任务说明 ::
请把列表从开头一直到含有"negative clicks: (604, 328)"的那一行原样重新录入，首尾两行都包括在内。

本题列表 ::
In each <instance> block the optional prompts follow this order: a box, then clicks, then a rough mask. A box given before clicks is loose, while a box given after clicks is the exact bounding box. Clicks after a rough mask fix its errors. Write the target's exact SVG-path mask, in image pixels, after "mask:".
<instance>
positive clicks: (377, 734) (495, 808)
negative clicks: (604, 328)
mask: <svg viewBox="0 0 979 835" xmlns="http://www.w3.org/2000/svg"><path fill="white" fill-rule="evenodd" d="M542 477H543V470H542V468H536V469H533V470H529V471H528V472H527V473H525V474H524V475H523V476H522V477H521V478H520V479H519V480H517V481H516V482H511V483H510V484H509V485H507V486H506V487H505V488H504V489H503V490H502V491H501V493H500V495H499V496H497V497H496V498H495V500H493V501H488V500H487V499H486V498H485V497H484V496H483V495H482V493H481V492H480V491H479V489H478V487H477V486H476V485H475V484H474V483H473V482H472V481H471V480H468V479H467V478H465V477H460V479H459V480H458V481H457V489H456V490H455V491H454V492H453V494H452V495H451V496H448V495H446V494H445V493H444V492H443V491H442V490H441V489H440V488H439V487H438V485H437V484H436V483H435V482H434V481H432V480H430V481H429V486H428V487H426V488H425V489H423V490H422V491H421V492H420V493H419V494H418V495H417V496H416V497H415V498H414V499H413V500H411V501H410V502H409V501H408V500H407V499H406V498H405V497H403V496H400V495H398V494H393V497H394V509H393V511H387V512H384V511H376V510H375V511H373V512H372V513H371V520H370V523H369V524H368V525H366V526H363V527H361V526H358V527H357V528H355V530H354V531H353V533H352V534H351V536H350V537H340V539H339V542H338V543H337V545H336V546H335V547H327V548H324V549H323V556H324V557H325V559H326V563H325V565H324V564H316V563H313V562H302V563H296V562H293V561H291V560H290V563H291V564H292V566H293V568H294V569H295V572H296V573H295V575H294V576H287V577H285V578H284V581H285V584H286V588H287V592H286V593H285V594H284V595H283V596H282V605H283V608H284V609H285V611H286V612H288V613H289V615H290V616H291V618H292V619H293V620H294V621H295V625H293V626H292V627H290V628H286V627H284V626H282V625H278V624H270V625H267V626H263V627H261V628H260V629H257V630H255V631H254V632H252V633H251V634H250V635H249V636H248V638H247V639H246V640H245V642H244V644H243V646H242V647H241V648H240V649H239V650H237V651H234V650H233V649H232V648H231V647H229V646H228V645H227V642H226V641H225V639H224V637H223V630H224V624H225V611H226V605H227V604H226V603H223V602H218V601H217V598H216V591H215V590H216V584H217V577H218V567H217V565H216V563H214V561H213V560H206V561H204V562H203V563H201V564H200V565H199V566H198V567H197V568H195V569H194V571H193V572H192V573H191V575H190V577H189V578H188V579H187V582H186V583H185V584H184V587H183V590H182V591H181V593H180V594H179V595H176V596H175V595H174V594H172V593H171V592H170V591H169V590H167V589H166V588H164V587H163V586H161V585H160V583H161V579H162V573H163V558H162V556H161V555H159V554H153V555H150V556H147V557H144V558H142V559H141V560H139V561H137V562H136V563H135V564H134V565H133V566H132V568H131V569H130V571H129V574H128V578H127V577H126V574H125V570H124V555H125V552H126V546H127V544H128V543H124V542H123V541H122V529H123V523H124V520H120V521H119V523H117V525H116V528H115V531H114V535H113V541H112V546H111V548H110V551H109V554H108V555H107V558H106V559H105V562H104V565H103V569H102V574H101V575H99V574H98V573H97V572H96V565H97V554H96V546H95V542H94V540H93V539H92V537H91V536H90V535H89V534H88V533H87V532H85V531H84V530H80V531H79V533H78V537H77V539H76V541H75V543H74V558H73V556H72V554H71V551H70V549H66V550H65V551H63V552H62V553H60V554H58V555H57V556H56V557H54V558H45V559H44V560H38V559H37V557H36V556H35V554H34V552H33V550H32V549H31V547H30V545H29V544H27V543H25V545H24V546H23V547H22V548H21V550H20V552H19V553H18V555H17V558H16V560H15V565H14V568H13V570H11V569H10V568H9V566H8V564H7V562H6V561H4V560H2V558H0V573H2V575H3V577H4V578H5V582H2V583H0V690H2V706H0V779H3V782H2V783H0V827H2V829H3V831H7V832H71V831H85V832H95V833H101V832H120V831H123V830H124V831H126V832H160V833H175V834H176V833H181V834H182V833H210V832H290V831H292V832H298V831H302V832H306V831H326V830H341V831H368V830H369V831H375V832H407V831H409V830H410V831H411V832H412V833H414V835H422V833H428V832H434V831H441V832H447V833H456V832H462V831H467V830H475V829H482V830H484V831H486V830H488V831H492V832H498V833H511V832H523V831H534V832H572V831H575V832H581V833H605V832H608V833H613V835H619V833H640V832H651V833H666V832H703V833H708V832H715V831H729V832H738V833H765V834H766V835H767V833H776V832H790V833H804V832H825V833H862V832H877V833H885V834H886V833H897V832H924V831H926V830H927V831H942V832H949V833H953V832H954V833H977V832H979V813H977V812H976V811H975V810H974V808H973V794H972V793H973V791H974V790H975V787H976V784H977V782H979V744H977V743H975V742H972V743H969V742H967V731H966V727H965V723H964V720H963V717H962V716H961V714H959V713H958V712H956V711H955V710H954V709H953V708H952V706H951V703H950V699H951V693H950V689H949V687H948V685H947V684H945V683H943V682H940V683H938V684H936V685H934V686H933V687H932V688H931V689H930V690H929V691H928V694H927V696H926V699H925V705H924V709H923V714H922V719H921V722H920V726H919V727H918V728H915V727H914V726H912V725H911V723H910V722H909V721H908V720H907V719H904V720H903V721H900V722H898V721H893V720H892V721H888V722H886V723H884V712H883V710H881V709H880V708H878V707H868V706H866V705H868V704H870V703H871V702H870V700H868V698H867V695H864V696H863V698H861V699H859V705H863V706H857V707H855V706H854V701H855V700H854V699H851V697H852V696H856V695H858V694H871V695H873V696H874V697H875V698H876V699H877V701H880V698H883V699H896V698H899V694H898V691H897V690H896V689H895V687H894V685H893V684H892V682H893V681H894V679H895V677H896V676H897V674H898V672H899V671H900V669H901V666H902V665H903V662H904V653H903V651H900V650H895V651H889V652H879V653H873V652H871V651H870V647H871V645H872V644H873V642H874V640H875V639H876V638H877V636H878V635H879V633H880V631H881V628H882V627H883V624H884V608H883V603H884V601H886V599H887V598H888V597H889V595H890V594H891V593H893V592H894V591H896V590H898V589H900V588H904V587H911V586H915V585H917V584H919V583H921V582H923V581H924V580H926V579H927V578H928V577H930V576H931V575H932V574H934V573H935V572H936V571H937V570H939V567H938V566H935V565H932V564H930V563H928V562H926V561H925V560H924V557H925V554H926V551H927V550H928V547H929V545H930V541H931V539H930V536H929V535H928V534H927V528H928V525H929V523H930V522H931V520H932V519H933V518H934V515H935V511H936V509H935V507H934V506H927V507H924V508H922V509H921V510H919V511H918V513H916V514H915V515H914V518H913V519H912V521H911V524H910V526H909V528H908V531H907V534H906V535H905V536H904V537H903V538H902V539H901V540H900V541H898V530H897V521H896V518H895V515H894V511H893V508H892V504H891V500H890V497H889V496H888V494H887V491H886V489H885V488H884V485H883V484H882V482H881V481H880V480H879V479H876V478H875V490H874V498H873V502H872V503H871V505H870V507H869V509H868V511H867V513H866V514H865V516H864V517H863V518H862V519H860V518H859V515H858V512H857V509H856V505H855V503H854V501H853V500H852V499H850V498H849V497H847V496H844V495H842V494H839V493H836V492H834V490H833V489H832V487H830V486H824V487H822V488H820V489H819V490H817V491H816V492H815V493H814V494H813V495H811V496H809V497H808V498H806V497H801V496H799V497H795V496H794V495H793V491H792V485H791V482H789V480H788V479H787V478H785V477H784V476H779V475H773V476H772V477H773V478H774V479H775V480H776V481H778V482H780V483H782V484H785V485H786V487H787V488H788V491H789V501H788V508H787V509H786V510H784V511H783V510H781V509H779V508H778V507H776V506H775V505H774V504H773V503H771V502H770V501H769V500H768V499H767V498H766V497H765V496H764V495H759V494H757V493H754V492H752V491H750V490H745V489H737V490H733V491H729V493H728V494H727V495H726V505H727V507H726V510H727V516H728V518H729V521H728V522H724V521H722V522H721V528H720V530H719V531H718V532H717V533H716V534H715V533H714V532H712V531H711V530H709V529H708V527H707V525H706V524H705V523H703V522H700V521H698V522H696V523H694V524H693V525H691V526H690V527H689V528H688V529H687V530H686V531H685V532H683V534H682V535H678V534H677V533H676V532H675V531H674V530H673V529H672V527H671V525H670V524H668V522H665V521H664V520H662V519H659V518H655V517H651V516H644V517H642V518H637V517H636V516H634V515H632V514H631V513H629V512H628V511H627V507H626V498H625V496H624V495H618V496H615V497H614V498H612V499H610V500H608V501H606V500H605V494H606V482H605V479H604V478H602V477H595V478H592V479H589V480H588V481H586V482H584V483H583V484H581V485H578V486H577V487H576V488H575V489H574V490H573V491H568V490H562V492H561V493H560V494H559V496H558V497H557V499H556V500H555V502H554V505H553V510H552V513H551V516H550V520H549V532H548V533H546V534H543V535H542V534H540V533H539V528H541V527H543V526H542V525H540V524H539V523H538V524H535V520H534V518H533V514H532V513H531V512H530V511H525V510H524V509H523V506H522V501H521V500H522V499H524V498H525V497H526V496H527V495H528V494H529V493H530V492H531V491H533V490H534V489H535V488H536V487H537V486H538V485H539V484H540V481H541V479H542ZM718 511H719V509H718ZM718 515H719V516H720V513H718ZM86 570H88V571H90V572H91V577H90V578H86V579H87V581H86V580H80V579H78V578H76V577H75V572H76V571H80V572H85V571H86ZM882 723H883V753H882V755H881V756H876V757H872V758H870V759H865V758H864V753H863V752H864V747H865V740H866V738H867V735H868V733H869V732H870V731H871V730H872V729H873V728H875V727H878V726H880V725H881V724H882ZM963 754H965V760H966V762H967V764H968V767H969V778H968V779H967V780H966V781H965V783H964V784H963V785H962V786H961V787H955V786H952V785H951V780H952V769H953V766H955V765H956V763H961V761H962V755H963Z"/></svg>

本题解答 ::
In each <instance> block the optional prompts follow this order: a box, then clicks, then a rough mask. A box given before clicks is loose, while a box given after clicks is the exact bounding box. Clicks after a rough mask fix its errors. Write the target's exact SVG-path mask, in image pixels, after "mask:".
<instance>
positive clicks: (377, 734) (495, 808)
negative clicks: (604, 328)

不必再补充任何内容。